Le dossier a été communiqué au procureur général.

Sur le rapport de Mme Georget, conseiller référendaire, les observations de la SCP Lyon-Caen et Thiriez, avocat de la société Paris Pierre Levallois 1, de la SCP Ricard, Bendel-Vasseur, Ghnassia, avocat de la société Novalex, après débats en l’audience publique du 12 janvier 2021 où étaient présents M. Chauvin, président, Mme Georget, conseiller référendaire rapporteur, M. Maunand, conseiller doyen, et Mme Besse, greffier de chambre,

la troisième chambre civile de la Cour de cassation, composée des président et conseillers précités, après en avoir délibéré conformément à la loi, a rendu le présent arrêt.

Faits et procédure

1. Selon l’arrêt attaqué (Versailles, 24 septembre 2018), la société civile immobilière Paris Pierre Levallois 1 (la SCI) a, en sa qualité de maître de l’ouvrage, entrepris la construction d’un immeuble.

2. En cours de chantier, le 3 août 2011, la SCI a résilié le marché « gros oeuvre et terrassement » conclu avec la société Novalex, en application de l’article 22.1.2.1 de la norme Afnor NF P 03 001 qui prévoit que « le marché pourra être résilié de plein droit sans accomplissement d’aucune formalité judiciaire aux torts de l’entrepreneur : – après mise en demeure en cas d’abandon de chantier ou en cas de sous-traitance en infraction avec les dispositions des paragraphes 4.4 et 20.6 ; – sans mise en demeure, dans le cas de tromperie grave et dûment constatée sur la qualité des matériaux ou sur la qualité d’exécution des travaux. »

3. La SCI a assigné la société Novalex en réparation de ses préjudices et en établissement des comptes entre les parties. La société Novalex a formé des demandes reconventionnelles.

### CONSIGNES ÉCRITES
#1 Selon le texte fourni, à quelle date la SCI a-t-elle résilié le marché conclu avec la société Novalex ?
#2 Poursuivez le texte fourni sur le litige entre la SCI et la société Novalex à partir de sa dernière phrase.

### ENTRÉES
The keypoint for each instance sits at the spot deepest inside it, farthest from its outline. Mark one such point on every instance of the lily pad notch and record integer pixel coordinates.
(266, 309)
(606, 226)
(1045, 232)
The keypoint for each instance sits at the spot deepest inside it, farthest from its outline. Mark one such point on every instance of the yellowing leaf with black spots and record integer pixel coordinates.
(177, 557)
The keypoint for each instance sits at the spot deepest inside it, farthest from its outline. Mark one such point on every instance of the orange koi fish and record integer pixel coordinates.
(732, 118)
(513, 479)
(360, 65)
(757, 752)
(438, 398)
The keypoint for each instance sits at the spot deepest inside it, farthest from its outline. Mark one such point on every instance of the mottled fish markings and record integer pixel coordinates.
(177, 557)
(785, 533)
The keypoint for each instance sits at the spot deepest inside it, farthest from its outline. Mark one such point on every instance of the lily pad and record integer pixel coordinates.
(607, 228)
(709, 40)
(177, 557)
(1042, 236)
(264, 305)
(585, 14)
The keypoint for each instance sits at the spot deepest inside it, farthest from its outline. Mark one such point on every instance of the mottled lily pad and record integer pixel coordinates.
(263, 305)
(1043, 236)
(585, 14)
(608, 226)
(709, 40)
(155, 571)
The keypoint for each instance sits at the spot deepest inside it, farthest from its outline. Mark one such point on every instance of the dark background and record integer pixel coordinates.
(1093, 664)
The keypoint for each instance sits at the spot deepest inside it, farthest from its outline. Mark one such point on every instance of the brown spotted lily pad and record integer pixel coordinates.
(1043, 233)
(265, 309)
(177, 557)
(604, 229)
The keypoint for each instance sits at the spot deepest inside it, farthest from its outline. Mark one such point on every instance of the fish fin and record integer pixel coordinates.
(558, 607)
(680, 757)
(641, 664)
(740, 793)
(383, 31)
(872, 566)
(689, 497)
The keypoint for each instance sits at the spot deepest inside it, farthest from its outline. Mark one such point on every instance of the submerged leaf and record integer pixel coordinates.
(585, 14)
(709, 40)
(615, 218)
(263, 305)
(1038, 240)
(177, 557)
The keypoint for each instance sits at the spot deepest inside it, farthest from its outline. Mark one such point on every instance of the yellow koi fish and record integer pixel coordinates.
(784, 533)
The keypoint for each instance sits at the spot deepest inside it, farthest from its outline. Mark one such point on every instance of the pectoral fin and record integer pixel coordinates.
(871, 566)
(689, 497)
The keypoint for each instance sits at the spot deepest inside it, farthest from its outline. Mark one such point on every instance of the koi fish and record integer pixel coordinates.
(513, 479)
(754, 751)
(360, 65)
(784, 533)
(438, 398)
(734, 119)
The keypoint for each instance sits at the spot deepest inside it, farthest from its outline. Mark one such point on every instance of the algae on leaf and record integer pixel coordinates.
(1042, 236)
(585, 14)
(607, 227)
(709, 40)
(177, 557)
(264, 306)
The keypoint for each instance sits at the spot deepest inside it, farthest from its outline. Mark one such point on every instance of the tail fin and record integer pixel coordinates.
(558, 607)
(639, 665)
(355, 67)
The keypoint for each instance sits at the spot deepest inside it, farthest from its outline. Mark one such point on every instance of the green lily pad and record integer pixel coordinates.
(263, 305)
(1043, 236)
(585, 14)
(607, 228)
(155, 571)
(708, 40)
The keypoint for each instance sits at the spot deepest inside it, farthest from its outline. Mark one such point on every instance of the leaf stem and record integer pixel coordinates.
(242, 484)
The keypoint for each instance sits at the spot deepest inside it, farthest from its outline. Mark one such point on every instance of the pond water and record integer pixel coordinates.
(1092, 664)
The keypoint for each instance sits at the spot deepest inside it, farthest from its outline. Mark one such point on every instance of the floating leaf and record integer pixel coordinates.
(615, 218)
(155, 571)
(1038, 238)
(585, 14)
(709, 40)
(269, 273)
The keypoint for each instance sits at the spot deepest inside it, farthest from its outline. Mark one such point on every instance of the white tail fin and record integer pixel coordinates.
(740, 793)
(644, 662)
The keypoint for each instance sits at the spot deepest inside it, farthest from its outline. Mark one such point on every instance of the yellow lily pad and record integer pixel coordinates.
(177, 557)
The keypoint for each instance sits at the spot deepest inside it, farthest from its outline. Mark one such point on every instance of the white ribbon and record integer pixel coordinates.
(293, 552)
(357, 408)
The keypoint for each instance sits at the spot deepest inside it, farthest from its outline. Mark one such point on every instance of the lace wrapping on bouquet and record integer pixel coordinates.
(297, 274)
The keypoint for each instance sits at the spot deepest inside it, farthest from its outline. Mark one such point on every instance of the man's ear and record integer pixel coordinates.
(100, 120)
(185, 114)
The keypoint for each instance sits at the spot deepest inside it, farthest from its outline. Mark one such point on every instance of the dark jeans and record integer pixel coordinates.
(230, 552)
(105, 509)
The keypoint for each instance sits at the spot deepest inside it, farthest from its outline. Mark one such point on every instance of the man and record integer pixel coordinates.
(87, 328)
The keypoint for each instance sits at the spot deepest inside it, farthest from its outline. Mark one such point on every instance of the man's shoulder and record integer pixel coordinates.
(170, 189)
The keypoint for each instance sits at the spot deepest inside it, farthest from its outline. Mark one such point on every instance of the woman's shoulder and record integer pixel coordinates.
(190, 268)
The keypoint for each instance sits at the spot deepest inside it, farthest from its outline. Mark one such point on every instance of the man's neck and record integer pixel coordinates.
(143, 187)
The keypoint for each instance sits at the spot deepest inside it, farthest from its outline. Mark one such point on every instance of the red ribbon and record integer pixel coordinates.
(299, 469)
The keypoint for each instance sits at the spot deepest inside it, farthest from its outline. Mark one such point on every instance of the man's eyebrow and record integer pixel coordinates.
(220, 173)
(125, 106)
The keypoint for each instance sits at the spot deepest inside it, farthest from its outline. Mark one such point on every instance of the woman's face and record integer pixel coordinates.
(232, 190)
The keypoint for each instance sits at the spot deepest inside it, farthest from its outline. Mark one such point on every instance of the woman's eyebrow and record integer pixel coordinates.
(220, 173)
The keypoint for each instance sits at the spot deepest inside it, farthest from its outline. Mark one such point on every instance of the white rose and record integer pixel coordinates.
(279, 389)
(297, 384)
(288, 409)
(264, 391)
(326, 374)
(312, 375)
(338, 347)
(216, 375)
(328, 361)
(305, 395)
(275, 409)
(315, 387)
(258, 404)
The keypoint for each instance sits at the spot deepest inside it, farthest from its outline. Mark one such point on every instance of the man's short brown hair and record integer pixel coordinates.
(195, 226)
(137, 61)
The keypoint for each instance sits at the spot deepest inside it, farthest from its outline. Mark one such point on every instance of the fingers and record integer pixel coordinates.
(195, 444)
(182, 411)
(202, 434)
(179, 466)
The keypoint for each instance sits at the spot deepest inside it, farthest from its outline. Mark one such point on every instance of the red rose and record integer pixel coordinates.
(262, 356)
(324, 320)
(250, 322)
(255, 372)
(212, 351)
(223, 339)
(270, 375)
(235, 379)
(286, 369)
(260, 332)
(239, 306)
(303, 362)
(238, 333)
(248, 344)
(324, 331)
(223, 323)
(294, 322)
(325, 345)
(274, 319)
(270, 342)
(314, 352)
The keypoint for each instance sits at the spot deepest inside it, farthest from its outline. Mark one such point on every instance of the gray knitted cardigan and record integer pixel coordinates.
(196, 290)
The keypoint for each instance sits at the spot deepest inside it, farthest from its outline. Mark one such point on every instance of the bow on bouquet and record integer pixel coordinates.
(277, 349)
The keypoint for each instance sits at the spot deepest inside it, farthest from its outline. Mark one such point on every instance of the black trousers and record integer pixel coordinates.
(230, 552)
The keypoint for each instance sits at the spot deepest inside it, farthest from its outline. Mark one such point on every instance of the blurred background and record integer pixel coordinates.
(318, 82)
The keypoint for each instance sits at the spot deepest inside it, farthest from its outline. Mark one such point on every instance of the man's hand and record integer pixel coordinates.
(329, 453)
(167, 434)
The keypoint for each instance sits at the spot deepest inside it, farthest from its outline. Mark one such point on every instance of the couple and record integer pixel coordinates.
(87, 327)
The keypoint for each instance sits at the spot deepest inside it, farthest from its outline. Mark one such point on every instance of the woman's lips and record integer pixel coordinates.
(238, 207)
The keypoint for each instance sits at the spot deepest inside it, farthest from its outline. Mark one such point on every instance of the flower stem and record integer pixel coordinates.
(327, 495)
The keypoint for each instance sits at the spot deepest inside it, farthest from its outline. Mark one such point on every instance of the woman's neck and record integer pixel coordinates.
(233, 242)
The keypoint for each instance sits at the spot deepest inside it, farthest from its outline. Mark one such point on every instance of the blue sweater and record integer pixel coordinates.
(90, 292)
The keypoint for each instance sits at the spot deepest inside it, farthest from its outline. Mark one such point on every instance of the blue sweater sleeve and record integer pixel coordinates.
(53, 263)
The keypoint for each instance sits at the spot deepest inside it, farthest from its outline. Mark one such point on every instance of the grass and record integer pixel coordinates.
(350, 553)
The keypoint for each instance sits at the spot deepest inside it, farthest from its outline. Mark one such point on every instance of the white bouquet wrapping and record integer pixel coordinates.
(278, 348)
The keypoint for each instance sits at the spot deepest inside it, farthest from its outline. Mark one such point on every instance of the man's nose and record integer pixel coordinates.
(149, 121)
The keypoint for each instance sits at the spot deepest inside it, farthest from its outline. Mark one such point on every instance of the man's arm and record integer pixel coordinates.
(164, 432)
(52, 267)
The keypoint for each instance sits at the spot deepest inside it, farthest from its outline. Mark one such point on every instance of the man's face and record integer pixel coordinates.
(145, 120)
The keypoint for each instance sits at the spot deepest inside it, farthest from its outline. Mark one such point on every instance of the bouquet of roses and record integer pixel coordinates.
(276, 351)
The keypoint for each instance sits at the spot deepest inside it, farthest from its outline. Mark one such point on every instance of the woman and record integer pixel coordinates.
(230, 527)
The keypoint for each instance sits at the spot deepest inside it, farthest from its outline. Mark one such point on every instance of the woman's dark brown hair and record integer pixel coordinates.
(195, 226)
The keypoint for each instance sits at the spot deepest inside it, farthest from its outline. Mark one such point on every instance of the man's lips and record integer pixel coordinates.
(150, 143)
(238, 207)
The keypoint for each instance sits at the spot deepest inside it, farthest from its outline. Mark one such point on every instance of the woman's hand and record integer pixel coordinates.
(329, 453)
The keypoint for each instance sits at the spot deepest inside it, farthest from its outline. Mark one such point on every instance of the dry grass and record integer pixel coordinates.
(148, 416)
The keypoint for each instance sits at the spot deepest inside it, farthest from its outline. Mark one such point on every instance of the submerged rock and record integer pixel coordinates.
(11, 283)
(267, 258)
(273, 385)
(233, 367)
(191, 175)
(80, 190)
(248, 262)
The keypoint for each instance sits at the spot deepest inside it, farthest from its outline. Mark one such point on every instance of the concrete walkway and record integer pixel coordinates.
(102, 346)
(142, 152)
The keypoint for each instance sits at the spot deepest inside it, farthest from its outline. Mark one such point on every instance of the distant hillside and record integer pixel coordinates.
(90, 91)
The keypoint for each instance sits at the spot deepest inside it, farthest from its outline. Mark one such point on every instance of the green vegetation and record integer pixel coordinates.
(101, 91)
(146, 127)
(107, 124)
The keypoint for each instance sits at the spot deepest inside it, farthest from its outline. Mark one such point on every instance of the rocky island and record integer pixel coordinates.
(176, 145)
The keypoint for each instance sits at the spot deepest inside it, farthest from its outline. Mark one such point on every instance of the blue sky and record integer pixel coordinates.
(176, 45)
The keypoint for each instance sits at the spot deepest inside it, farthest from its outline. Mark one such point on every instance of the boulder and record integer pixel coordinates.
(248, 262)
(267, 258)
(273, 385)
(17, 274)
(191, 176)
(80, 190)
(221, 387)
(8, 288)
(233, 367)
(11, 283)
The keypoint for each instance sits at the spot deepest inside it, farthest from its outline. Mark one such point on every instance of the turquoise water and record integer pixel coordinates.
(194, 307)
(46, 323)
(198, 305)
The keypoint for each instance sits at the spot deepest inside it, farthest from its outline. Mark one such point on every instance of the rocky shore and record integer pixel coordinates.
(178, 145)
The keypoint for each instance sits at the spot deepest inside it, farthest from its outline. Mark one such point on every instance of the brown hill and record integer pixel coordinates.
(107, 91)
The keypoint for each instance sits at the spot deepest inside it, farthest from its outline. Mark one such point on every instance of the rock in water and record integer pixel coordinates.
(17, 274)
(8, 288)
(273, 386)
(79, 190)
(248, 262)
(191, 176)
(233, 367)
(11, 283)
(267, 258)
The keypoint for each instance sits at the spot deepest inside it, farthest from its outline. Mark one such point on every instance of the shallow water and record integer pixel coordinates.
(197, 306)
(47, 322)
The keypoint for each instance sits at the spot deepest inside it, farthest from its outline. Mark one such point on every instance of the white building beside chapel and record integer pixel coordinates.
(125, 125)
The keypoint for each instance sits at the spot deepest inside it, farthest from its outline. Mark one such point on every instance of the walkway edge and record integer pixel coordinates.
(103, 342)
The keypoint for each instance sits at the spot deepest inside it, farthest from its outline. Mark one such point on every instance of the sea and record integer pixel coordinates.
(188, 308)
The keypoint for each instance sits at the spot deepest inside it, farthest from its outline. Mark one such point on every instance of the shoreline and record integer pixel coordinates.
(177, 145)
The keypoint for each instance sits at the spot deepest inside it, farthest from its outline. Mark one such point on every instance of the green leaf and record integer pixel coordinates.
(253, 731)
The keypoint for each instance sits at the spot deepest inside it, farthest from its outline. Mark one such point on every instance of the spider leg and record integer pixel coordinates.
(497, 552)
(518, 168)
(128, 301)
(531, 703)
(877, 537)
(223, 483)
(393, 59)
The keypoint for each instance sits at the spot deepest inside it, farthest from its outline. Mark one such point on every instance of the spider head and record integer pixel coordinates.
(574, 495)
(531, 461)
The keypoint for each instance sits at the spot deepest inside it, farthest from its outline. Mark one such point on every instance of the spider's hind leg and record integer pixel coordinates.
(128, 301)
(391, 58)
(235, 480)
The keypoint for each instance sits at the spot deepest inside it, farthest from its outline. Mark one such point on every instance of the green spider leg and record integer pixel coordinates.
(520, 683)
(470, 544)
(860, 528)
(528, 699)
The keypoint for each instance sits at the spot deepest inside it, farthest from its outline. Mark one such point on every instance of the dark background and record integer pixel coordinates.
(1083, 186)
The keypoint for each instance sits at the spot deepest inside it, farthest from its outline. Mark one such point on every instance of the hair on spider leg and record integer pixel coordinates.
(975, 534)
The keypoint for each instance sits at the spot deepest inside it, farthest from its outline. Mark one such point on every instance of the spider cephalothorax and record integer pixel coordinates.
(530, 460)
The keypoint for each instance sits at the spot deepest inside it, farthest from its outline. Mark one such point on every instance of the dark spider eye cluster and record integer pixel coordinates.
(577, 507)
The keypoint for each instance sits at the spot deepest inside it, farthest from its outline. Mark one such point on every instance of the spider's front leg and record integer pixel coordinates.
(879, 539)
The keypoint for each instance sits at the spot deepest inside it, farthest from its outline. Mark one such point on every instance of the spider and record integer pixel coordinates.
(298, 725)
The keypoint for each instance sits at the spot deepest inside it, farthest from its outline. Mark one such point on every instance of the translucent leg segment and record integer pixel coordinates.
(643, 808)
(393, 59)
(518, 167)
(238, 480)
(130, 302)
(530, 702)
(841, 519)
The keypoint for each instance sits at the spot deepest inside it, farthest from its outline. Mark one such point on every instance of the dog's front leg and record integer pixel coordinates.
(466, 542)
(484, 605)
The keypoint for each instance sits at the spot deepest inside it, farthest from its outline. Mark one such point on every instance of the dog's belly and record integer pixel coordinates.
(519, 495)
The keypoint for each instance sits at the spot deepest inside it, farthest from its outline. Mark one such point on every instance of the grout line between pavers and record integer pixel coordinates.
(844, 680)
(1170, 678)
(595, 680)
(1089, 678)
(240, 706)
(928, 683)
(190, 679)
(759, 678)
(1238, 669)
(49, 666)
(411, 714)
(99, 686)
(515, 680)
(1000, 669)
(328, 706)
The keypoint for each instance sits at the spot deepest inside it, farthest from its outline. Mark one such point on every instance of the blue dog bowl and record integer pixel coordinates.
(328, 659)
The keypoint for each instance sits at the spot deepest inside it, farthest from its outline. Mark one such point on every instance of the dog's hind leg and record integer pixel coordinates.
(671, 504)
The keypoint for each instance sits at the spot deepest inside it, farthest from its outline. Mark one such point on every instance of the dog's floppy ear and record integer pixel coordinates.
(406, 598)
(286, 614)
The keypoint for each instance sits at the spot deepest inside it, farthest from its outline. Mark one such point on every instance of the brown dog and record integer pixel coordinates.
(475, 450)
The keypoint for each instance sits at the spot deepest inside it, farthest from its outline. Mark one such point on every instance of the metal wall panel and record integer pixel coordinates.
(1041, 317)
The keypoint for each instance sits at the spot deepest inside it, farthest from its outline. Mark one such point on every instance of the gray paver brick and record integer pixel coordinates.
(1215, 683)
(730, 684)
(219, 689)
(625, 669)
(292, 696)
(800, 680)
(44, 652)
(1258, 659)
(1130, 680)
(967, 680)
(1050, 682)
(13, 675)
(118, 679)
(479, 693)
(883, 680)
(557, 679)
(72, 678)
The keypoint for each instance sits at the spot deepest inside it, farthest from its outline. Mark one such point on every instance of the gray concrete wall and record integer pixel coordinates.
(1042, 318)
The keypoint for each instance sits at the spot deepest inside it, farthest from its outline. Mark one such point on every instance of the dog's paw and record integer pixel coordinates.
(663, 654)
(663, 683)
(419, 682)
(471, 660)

### RÉSULTATS
#1 Le 3 août 2011.

#2
Examen des moyens

Sur le premier moyen, pris en sa deuxième branche

Enoncé du moyen

4. La SCI fait grief à l’arrêt de dire que la résiliation intervenue le 3 août 2011 est prononcée aux torts respectifs des parties, alors « que, dans ses conclusions d’appel, la société Novalex se bornait à soutenir que les prétendus manquements de la S.C.I. Paris Pierre Levallois 1 justifiaient qu’elle-même ait suspendu l’exécution de ses propres obligations ; qu’elle ne soutenait pas qu’ils auraient justifié le prononcé de la résolution judiciaire du marché aux torts partagés des parties ; que le litige ne portait donc que sur le bien-fondé des motifs de résiliation invoqués par le maître d’ouvrage à l’appui de sa lettre de résiliation unilatérale ; que, par suite, dès lors que l’un au moins de ces motifs, à savoir la violation des dispositions relatives à la sous-traitance, a été retenu par la cour d’appel, le litige ne portait pas sur une éventuelle imputabilité de la résiliation aux torts, même partagés, de la S.C.I. ; que la résiliation unilatérale du marché prononcée par la S.C.I. Paris Pierre Levallois 1 n’étant évidemment motivée ni par la prétendue volonté du maître d’ouvrage d’échapper à son obligation d’avoir à fournir la garantie de paiement de l’article 1799-1 du code civil, ni par l’existence d’une dette du maître de l’ouvrage à l’égard de la société Novalex, l’argumentation de celle-ci tenant au refus de fournir la garantie de paiement et à l’existence d’une dette du maître de l’ouvrage à son égard était étrangère au litige portant sur le bien-fondé des motifs de la résiliation unilatérale ; qu’en déduisant néanmoins de ces deux prétendus manquements du maître de l’ouvrage non seulement que l’entrepreneur avait légitimement suspendu l’exécution du marché, mais encore que la résiliation devait être prononcée aux torts respectifs des parties, la cour d’appel a méconnu l’objet du litige et violé l’article 4 du code de procédure civile. »

Réponse de la Cour

Vu l’article 4 du code de procédure civile :

5. Selon ce texte, l’objet du litige est déterminé par les prétentions respectives des parties.

6. La cour d’appel a prononcé la résiliation intervenue le 3 août 2011 aux torts respectifs des parties.

7. En statuant ainsi, alors que le litige ne portait que sur le bien-fondé des motifs invoqués par le maître d’ouvrage à l’appui de la résiliation unilatérale, la cour d’appel, qui a modifié l’objet du litige, a violé le texte susvisé.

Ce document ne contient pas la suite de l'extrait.